> **GOALS**:
[a] According to the forum thread on offset binary ADC data, which bits should the FIFO be set up to always read as 0?
[b] Pick up the forum thread on offset binary ADC data after its last sentence and continue it.

Dynamic range is not the reason why I'm suggesting that you try using the offset binary format. With offset binary format the values of the samples will just be shifted (0 to 4095) but the range is still the same.
With binary offset, the user has flexibility in interpreting the output code. If the input signal is unipolar the output code can be treated as straight binary code (0X0..0 to 0XF..F unsigned). If the input is bipolar the output is a signed data format, you can convert to two's complement by simply complementing the leftmost bit or subtracting the offset if sign-extension is needed (when the destination is wider than the number of bits from the ADC). If the input is bipolar but level-shifted to become unipolar the user has freedom whether to treat the output code as straight binary or sign-encoded.
What I am suggesting you to explore is the possibility of avoiding to reformat the data from the DMA buffer. This is possible if your ADC output is in offset binary format and you configure the FIFO so that you always read 0s from bits 12 to 15 and 28 to 31. Then you will only need to search the minimum and maximum. In thibaut's code you can remove the statement
data <<= 4;
or the statement(s) that you used to sign-extend the data. Getting rid of that/those statement/s translates to faster execution and it avoids the unnecessary change of scale of the samples. Moreover, you have the freedom to choose between uint16_t, int16_t, or q15_t as the data type of the samples. Even if there is a possible hindrance in using the offset binary format I have less doubt that processing using two's complement code can only be as fast but not faster with offset binary format. Thus, it's worth exploring if you can avoid the two's complement format.
So, good luck on your thesis it's an interesting application of high-performance MCU.
I do totally agree with goodwin on this binary offset usage.
If further treatments can be tuned to work with this kind of data, it would improve your code nicely.
You would spare this shift operation and the write back to memory => this would lead back to the original SearchMinMax16_DSP code !
Thanks Goodwin for this advice!I now understand what you wanted to say, I'll speak with the analog/physic guys that I'm working with and I'll try to see if it's possible to get a unipolar signal!I know how to configure the offset binary and I think there should be a way to have always 0 before my samples, if not I hope that a bitwise "and" won't slow things down, but I'll see.I'm pretty sure I'll post again about this project so, let's say "see you soon"! And again, thanks for your help.
An AND operation will cost 1 clock cycle at least.
I will expect that it will stay at one clock cycle because the compiler should prepare the AND-mask before the loop starts.
The ADC, however, should always give you the same bit-values in the upper bits.
As far as I recall, the LPC4xxx can be configured to shift the bits to the top, which means you should be able to min/max those as most-significant instead of least-significant.
Thus you would not need to do any shifting or ANDing.

> **EXCERPTED RECORDS**:
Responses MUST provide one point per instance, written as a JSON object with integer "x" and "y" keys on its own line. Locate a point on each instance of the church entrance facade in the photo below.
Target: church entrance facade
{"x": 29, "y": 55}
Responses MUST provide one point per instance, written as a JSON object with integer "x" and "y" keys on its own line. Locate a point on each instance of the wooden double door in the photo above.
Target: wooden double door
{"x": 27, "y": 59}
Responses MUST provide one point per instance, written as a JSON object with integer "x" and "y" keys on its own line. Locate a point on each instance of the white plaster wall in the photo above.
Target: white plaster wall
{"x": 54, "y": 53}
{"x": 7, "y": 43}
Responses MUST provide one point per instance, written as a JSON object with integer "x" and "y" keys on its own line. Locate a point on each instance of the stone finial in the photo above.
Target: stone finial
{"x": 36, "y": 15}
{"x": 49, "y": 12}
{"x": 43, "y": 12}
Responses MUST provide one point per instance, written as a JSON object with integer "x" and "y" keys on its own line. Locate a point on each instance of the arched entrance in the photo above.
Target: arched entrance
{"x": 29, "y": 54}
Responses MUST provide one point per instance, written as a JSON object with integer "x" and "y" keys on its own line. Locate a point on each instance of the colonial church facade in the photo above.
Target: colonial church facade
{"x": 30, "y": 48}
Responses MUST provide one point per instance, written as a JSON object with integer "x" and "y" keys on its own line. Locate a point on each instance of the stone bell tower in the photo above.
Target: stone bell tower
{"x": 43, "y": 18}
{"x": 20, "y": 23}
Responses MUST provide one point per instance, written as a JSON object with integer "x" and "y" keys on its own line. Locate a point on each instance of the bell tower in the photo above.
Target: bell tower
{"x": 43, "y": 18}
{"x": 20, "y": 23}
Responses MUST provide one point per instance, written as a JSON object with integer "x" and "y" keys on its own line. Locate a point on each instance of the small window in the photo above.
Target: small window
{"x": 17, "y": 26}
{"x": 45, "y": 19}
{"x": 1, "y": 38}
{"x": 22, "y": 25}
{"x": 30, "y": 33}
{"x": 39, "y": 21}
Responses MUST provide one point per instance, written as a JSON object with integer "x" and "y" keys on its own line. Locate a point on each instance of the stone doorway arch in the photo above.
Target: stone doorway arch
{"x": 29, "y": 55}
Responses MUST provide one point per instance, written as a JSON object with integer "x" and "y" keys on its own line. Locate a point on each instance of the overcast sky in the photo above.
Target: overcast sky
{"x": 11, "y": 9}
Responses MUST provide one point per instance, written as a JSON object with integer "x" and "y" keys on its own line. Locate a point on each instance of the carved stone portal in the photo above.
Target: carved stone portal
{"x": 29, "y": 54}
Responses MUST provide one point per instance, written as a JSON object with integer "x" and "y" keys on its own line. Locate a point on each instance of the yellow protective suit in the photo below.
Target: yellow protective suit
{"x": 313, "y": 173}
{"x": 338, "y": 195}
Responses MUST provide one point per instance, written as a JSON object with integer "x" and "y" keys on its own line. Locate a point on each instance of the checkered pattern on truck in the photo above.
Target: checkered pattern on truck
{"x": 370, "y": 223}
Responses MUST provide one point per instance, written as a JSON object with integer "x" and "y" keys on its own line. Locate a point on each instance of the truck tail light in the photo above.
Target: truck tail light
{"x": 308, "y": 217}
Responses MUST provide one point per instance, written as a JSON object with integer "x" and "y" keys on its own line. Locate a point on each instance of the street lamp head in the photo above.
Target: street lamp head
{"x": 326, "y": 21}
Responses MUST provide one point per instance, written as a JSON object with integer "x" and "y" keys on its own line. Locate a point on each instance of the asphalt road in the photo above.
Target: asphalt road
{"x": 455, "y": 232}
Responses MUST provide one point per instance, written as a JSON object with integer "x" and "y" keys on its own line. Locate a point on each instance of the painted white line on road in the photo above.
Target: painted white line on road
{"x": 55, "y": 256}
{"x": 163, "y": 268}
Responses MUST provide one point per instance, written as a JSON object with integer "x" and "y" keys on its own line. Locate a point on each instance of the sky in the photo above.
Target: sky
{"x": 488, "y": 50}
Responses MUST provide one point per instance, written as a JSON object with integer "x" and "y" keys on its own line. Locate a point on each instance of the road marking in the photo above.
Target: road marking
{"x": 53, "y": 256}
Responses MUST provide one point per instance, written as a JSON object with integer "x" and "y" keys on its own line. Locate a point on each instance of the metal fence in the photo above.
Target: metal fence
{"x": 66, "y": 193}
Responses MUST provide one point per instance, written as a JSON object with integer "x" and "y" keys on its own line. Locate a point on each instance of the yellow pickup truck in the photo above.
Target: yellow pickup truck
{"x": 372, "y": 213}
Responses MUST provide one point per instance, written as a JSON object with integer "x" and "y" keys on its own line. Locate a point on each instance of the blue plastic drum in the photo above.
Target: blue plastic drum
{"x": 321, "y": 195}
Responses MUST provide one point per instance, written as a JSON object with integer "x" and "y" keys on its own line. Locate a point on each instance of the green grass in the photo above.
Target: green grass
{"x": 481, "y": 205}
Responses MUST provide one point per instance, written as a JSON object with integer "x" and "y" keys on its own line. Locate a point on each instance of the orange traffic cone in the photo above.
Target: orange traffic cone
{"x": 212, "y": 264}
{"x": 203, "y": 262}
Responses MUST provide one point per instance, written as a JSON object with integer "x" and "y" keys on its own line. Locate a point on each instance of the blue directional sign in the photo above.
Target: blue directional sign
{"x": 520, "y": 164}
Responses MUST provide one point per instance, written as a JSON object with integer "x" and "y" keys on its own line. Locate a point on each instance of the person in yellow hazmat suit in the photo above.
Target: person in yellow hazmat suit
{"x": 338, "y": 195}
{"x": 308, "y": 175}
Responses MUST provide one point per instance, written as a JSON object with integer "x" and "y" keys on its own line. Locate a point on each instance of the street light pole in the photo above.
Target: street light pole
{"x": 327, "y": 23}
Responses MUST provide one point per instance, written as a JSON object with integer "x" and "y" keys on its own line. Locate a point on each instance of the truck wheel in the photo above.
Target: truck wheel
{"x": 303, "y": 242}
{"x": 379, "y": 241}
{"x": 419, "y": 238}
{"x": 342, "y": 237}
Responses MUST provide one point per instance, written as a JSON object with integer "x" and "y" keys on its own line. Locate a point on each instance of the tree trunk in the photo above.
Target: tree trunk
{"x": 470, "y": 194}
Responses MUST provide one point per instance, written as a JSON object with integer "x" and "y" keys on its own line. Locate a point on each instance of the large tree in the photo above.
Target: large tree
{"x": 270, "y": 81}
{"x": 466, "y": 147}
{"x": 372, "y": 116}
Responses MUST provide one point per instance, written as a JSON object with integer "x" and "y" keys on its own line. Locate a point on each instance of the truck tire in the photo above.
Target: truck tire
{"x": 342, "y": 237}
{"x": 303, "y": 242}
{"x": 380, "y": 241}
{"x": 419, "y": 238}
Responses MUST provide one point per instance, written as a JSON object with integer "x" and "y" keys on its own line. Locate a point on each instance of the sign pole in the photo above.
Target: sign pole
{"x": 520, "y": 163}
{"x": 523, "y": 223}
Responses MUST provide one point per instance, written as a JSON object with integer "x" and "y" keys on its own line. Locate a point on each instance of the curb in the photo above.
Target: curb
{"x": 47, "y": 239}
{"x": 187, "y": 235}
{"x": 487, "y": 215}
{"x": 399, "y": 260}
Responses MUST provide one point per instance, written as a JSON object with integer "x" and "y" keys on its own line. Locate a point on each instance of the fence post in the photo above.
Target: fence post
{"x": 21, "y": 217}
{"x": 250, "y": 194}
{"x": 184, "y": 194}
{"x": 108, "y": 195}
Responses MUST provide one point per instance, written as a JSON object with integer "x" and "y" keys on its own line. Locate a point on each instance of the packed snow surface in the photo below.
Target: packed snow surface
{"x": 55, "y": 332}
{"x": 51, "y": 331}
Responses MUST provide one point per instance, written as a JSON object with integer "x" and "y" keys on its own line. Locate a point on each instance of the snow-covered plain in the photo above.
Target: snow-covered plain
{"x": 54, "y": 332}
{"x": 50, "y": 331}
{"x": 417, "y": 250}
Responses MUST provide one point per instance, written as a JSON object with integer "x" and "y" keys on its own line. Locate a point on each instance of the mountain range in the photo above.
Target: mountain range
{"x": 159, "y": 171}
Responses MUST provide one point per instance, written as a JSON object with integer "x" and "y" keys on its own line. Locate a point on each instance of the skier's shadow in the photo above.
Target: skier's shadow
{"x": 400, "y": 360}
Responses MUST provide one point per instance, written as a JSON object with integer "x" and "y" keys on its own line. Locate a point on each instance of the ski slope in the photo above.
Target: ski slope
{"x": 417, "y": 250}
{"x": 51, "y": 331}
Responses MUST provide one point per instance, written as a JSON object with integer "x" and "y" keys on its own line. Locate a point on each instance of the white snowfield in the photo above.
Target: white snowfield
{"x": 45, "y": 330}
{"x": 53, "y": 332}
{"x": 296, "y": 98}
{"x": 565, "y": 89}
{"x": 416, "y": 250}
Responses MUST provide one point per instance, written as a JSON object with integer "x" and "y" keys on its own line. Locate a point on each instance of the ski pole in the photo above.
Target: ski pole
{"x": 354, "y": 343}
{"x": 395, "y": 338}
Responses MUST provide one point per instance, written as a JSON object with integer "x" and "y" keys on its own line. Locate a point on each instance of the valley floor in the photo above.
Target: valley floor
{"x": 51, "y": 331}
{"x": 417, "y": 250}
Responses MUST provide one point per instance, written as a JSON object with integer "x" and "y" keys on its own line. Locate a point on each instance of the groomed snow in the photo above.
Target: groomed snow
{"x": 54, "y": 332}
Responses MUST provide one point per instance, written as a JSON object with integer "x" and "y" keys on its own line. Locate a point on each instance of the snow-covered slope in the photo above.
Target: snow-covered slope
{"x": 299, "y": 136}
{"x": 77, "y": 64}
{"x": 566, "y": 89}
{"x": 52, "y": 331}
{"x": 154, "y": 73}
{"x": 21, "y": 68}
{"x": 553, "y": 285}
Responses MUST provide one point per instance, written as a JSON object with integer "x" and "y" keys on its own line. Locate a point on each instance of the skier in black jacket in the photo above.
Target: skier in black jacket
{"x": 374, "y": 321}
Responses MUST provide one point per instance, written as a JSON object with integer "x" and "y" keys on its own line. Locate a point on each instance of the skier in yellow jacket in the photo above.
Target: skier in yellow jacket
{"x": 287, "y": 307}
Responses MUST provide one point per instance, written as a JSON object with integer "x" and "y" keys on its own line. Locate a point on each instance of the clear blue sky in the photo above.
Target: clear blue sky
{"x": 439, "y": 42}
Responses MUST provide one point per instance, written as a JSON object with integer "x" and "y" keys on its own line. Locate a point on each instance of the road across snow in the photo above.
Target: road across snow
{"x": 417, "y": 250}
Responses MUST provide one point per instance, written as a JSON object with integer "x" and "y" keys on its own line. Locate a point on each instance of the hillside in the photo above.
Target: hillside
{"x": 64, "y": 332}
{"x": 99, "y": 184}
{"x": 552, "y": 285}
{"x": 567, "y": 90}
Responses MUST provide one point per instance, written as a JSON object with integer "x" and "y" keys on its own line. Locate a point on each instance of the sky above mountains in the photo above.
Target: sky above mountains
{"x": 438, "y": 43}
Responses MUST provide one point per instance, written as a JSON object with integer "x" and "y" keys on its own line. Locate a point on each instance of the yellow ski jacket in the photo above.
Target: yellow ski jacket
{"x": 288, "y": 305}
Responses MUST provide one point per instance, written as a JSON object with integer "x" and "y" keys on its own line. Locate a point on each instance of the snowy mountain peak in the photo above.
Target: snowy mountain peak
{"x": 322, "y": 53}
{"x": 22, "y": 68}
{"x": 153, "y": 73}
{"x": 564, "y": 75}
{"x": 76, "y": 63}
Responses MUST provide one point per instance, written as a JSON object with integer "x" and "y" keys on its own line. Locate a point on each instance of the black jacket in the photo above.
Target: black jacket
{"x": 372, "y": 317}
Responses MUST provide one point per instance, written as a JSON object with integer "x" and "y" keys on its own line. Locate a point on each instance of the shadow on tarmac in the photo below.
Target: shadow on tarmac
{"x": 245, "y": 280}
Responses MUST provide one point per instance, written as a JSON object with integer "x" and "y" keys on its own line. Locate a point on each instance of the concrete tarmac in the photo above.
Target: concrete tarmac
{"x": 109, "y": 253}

> **RESULTS OF THE TASKS**:
[a] Bits 12 to 15 and 28 to 31.

[b]
If the LPC4xxx always insert zeros at the bottom, when in this mode, this might be the most beneficial setting you can get (because the ADC value would be ready for use as a fractional value).
Even if the lower bits are 'rubbish', you can always clear those bits after the min/max loop, so it won't really cause any slow-down.
-I decided to investigate things, and in UM10503, section 46.6.2 and section 46.6.4, for GDR and DRx, it says:
When DONE is 1, this field contains a binary fraction representing
the voltage on the ADCn pin selected by the SEL field, divided by
the reference voltage on the VDDA pin. Zero in the field indicates
that the voltage on the ADCn input pin was less than, equal to, or
close to that on VSSA, while 0x3FF indicates that the voltage on
ADCn input pin was close to, equal to, or greater than that on
VDDA.
-So it's pretty clear: The result is aligned to the top of the 16-bit word. Your DMA should only transfer 16 bits from the DRx or GDR register.
The manual also mentions the following, which I believe is important in your case:
Remark: Use only the individual channel data registers DR0 to DR7 with burst mode or with hardware triggering to read the conversion results.
Thus the result is in the low 16 bits as follows (in binary): %RRRRRRRRRR000000, where R represents the 10-bit ADC Result.
So you don't need the AND or any bit-shifting; you get the fractional ADC result.
That means, when you've found your MIN and MAX values, you could multiply those values by 3.3 and divide by 65536.0, then you have the actual voltage (providing that the ADC reference voltage on the VDDA pin is 3.3V exactly.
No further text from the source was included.